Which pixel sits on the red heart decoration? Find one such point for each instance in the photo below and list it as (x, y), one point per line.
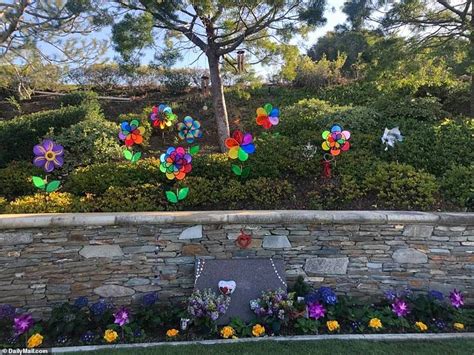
(244, 240)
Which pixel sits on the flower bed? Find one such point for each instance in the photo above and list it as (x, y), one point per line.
(277, 312)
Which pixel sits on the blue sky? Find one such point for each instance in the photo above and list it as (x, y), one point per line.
(333, 14)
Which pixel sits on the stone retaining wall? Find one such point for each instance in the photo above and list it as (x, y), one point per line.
(47, 259)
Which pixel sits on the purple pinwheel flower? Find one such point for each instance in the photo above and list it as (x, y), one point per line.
(457, 300)
(316, 310)
(22, 323)
(400, 308)
(48, 155)
(122, 316)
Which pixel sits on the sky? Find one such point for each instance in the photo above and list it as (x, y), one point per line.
(333, 14)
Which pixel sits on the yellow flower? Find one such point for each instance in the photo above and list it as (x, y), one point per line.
(332, 325)
(258, 330)
(172, 333)
(421, 326)
(35, 340)
(110, 335)
(375, 323)
(227, 332)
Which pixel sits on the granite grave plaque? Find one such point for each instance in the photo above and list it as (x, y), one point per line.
(251, 276)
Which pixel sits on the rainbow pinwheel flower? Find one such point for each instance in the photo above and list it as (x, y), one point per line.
(131, 133)
(336, 140)
(240, 145)
(189, 129)
(162, 116)
(48, 155)
(175, 163)
(267, 116)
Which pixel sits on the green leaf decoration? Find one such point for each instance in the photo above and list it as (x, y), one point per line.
(171, 196)
(38, 182)
(245, 172)
(127, 154)
(183, 193)
(242, 155)
(53, 186)
(136, 157)
(194, 150)
(237, 170)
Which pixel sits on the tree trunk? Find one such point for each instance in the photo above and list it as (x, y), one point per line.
(218, 100)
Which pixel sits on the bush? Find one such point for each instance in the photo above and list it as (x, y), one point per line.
(457, 186)
(97, 178)
(15, 179)
(401, 186)
(19, 135)
(55, 202)
(143, 197)
(77, 98)
(89, 142)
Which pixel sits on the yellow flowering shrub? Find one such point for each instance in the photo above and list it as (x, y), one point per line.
(375, 323)
(227, 332)
(171, 333)
(258, 330)
(35, 340)
(110, 335)
(421, 326)
(333, 325)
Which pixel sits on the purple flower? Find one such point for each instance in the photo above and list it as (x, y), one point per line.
(149, 299)
(22, 323)
(436, 295)
(81, 302)
(48, 155)
(316, 310)
(122, 316)
(400, 308)
(7, 311)
(457, 300)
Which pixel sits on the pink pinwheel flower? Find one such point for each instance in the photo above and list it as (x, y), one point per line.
(400, 308)
(122, 316)
(316, 310)
(457, 300)
(48, 155)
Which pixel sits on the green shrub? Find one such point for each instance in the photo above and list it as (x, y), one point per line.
(267, 193)
(143, 197)
(77, 98)
(89, 142)
(19, 135)
(15, 179)
(457, 185)
(401, 186)
(56, 202)
(97, 178)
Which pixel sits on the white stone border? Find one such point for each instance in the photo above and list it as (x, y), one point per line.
(16, 221)
(371, 337)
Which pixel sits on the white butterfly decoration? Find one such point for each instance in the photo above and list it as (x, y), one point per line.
(391, 136)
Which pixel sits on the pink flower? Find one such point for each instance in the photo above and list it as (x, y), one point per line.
(457, 300)
(400, 308)
(121, 317)
(316, 310)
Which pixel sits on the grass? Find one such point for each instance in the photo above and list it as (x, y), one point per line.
(333, 347)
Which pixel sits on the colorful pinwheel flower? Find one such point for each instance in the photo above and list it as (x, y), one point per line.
(267, 116)
(162, 116)
(240, 145)
(336, 140)
(189, 129)
(48, 155)
(175, 163)
(131, 133)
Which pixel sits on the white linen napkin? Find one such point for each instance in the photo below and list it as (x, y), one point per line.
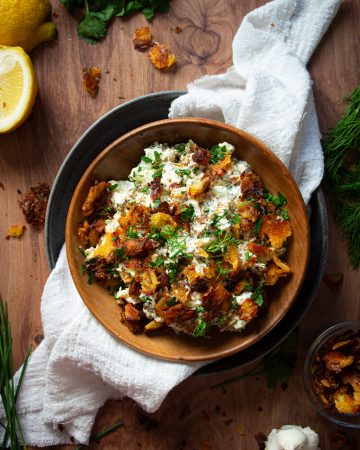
(267, 92)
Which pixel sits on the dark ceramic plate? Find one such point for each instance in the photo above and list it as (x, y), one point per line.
(139, 112)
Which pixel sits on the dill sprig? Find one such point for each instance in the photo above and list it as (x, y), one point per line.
(342, 169)
(13, 436)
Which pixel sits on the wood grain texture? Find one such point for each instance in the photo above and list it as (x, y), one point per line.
(192, 416)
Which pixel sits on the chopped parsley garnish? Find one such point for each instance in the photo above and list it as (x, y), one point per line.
(132, 233)
(91, 278)
(217, 217)
(146, 159)
(276, 200)
(159, 261)
(119, 255)
(217, 152)
(257, 226)
(284, 214)
(221, 244)
(188, 213)
(172, 301)
(200, 329)
(257, 296)
(183, 172)
(172, 271)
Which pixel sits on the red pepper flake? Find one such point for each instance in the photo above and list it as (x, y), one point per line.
(261, 440)
(177, 29)
(33, 204)
(333, 280)
(91, 80)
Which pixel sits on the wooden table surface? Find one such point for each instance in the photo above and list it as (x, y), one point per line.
(192, 416)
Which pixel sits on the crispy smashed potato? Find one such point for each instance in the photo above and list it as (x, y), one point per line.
(142, 38)
(161, 57)
(91, 80)
(33, 204)
(336, 373)
(16, 231)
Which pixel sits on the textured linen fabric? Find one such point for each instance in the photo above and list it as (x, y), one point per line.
(267, 92)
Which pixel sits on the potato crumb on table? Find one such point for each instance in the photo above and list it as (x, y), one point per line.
(15, 231)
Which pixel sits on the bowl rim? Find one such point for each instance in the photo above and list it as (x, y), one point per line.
(219, 125)
(321, 339)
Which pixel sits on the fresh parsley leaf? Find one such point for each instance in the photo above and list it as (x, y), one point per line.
(93, 26)
(257, 296)
(91, 278)
(188, 213)
(200, 329)
(217, 152)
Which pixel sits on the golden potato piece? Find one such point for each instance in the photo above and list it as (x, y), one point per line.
(345, 403)
(152, 327)
(161, 57)
(222, 166)
(16, 231)
(232, 257)
(142, 38)
(198, 187)
(159, 220)
(248, 310)
(149, 282)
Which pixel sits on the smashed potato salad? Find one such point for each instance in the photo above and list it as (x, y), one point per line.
(189, 241)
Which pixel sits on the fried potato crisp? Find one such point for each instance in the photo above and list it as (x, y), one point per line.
(336, 374)
(91, 80)
(142, 38)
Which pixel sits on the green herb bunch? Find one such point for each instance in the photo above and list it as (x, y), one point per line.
(342, 168)
(13, 436)
(98, 14)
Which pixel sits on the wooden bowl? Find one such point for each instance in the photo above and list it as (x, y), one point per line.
(116, 161)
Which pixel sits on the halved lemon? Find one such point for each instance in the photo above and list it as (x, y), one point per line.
(18, 87)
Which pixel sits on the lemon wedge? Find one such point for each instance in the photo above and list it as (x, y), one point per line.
(18, 87)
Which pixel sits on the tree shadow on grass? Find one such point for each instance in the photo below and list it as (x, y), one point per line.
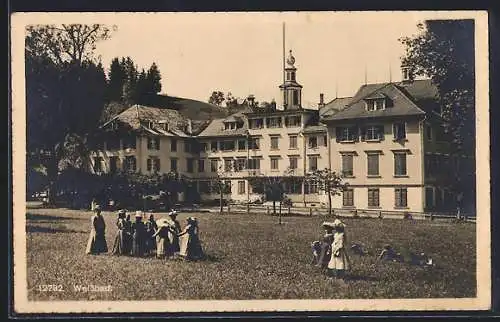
(52, 230)
(30, 216)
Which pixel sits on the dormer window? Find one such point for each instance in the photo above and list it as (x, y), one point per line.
(163, 125)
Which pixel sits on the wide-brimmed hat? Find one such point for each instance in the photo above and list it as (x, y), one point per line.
(338, 223)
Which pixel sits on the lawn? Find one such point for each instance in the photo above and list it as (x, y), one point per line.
(250, 257)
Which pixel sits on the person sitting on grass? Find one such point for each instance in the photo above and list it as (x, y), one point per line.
(325, 247)
(97, 239)
(120, 239)
(190, 245)
(339, 262)
(138, 236)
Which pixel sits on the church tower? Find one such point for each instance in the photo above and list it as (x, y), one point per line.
(291, 91)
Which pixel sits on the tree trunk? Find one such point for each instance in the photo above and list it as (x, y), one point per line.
(329, 204)
(221, 201)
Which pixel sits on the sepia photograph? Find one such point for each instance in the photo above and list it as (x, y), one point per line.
(250, 161)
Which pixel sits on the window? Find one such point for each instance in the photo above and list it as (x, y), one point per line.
(173, 164)
(273, 122)
(227, 145)
(400, 197)
(214, 165)
(313, 142)
(240, 164)
(153, 164)
(313, 163)
(190, 165)
(373, 197)
(292, 121)
(241, 187)
(400, 164)
(173, 145)
(295, 94)
(242, 145)
(348, 197)
(113, 143)
(274, 142)
(294, 162)
(254, 164)
(254, 143)
(97, 164)
(428, 131)
(373, 164)
(275, 163)
(130, 163)
(203, 186)
(228, 164)
(113, 164)
(201, 165)
(311, 187)
(346, 134)
(154, 143)
(373, 133)
(129, 142)
(347, 165)
(399, 131)
(293, 187)
(255, 123)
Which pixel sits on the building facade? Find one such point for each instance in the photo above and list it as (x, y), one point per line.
(385, 140)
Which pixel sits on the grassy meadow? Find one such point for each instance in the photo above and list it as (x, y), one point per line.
(250, 257)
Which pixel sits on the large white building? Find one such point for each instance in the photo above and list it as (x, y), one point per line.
(386, 140)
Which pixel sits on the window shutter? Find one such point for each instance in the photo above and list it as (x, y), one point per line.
(380, 130)
(363, 133)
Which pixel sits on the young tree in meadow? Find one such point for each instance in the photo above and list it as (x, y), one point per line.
(64, 91)
(329, 182)
(444, 51)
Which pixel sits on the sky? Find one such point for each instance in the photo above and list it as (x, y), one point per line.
(242, 53)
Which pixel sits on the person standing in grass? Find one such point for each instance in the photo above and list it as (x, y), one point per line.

_AIM OF THE EXERCISE_
Could you reproduce, exactly as written, the lines running from the one with "Which pixel sits on the grassy" to the end of the entries above?

_TASK ANSWER_
Which pixel sits on the grassy meadow? Find one such point for each instance in the photo above and list it as (x, y), one point per line.
(250, 257)
Which pixel sits on the large white building? Find one such point for each instance in the photo above and list it as (x, y), one point per line.
(386, 140)
Which pixel sits on the window shutter? Find one such point for each instance in the photo above and list it as (x, y), one point per line.
(380, 130)
(363, 133)
Which pixel sits on the young tree in meadow? Find one such point for each instance in the photo above and list it as (x, y), one point per line.
(64, 91)
(329, 182)
(444, 51)
Which pixel sits on the sky? Find one such point for each instance in the photo above and list it as (x, y), one point per line.
(242, 53)
Which pixel sits on the person standing in grass? Find one such point for each instance in the photo above and list it as (x, y), one point per line.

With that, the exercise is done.